## DOCUMENT PASSAGE
═══

It must be a spring or fall lake......never much success in the summer....


----------



## socdad (Jul 25, 2005)

I have not had much luck Spring or Fall, the best period (at least for me) is early summer ... mid to late June & July when water temps first reach low to mid 70's.


----------



## BlueBoat98 (Nov 5, 2004)

Sure wasn't any problem fighting crowds today. I sat all by myself in a couple of places where I've seen a dozen or two boats catching fish this time of year in the past. I pulled 3 short Walleyes and nothing else - not even a catfish. There is just no jig bite that I can find and I suck at trolling. There were a few good trollers out there but I don't know if they were doing any good. I got tired of the wind by 10:00 and took off. I doubt if there were 25 boats on the whole lake at that time.

The best jigging window for Walleye at C.J. has usually been from Mid-May until at least the 4th of July but I've caught them from late April to Labor Day. Trolling is usually good early then declines for a bit and heats up by July. I slammed them in May and June this year and it's been skunk city since then. This year has been more weird than usual with an August water temp of only 75 degrees. That's the same place it was a month ago and that was below normal.

I've given up trying to figure out what's going on.

My good news is that 3 weeks from right now I'll be on Lake Ontario looking for a 30 pound Salmon. 15 - 20 pounders are the "norm" up there.

See you out there - at least the few of you that still go.

MC


----------



## polarcraft178 (Aug 10, 2008)

didnt see much action today either 1 short fish 4 crappie and 1 cat the size of my crankbait ,i thought the wfe got the lines tangeled but it was a small channel . i talked to cjbrown and only shorties for him to .


----------



## socdad (Jul 25, 2005)

Looks like I'll give it a go tomorrow AM ... got the lawn cut and garden tended (been a good year for hot peppers) Going to pull a crawler harness and see if I can get lucky


----------



## socdad (Jul 25, 2005)

Not much to report ... 2 shorties and 2 bluegill. Got off the lake in time to get home just before the storm got on top of me


----------



## Fish-N-Fool (Apr 12, 2004)

Sunday - Saw you out there Blueboat. I fished all over the lake and didn't boat anything! My fishing buddy caught one eye that was right at 15 inches and he tossed her back - that was the ONLY fish in my boat.

There weren't many boats early, but I made the mistake of waiting until 1pm to hit the ramp. It was the typical "Zoo" and I was happy to get out of there


----------



## Thatsalimit (Sep 8, 2008)

Sunday was tough for us as well. Boated one 22 incher and lost a couple others before we got a look , but catfish just don't come unbuttoned like that. Trolling cranks all over the lake.


----------



## cjbrown (May 22, 2007)

Couple of short fish for myself, the ones I caught were on cranks only 40-45 ft. behind the boards. Very,very slow morning.


----------



## JoshGibson (Feb 18, 2006)

═══

## SOURCE DATA
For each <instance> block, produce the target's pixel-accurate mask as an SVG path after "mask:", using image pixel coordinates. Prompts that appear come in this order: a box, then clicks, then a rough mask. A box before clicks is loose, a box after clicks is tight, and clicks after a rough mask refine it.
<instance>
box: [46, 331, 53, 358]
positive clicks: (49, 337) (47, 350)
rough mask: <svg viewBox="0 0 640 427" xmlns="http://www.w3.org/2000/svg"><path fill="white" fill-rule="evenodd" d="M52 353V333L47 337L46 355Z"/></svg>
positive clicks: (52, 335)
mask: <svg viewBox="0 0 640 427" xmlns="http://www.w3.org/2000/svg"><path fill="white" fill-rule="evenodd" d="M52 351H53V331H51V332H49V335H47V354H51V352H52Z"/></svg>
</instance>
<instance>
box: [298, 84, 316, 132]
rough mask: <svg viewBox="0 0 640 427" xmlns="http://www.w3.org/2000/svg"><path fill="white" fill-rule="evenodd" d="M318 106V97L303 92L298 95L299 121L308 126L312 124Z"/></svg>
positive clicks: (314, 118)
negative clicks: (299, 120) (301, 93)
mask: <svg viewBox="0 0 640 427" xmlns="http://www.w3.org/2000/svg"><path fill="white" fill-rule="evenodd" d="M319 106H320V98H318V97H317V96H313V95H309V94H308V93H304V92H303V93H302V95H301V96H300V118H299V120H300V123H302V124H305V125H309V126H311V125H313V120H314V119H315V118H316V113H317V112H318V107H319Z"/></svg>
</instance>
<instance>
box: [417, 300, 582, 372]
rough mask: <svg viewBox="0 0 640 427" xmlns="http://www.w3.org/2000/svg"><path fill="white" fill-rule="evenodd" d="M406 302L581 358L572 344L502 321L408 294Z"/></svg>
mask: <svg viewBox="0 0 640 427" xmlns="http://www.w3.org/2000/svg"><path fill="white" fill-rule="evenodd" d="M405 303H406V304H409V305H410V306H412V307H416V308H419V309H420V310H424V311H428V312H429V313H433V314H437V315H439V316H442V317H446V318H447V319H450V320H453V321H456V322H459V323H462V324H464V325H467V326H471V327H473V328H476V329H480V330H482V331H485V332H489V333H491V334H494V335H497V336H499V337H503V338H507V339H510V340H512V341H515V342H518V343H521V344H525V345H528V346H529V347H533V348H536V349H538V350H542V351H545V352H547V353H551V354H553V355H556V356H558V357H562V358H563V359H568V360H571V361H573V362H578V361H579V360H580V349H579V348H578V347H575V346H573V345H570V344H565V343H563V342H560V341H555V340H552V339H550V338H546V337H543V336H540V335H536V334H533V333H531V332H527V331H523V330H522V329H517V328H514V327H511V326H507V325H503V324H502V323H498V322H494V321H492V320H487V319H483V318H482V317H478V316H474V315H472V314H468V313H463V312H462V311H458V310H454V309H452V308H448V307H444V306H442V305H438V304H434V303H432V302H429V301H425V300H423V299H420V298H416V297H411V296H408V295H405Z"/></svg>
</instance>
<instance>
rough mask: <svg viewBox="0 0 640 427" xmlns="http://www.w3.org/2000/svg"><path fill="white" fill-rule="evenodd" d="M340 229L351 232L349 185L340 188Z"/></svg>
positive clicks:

═══

## WHAT TO DO
**1.** From the fishing thread, quote the passage from "## Thatsalimit (Sep" to "Very,very slow morning.".
**2.** Using the fishing thread, mark each statement yes or no and support each verdict with the deciding words, quoted. (a) BlueBoat98 reports an August water temperature of 75 degrees. (b) cjbrown caught his fish on cranks 60 feet behind the boards. (c) Fish-N-Fool's fishing buddy kept the walleye he caught.

## ANSWERS PER TASK
**1.**
## Thatsalimit (Sep 8, 2008)

Sunday was tough for us as well. Boated one 22 incher and lost a couple others before we got a look , but catfish just don't come unbuttoned like that. Trolling cranks all over the lake.


----------



## cjbrown (May 22, 2007)

Couple of short fish for myself, the ones I caught were on cranks only 40-45 ft. behind the boards. Very,very slow morning.

**2.**
(a) Yes: "an August water temp of only 75 degrees."
(b) No: "on cranks only 40-45 ft. behind the boards."
(c) No: "he tossed her back"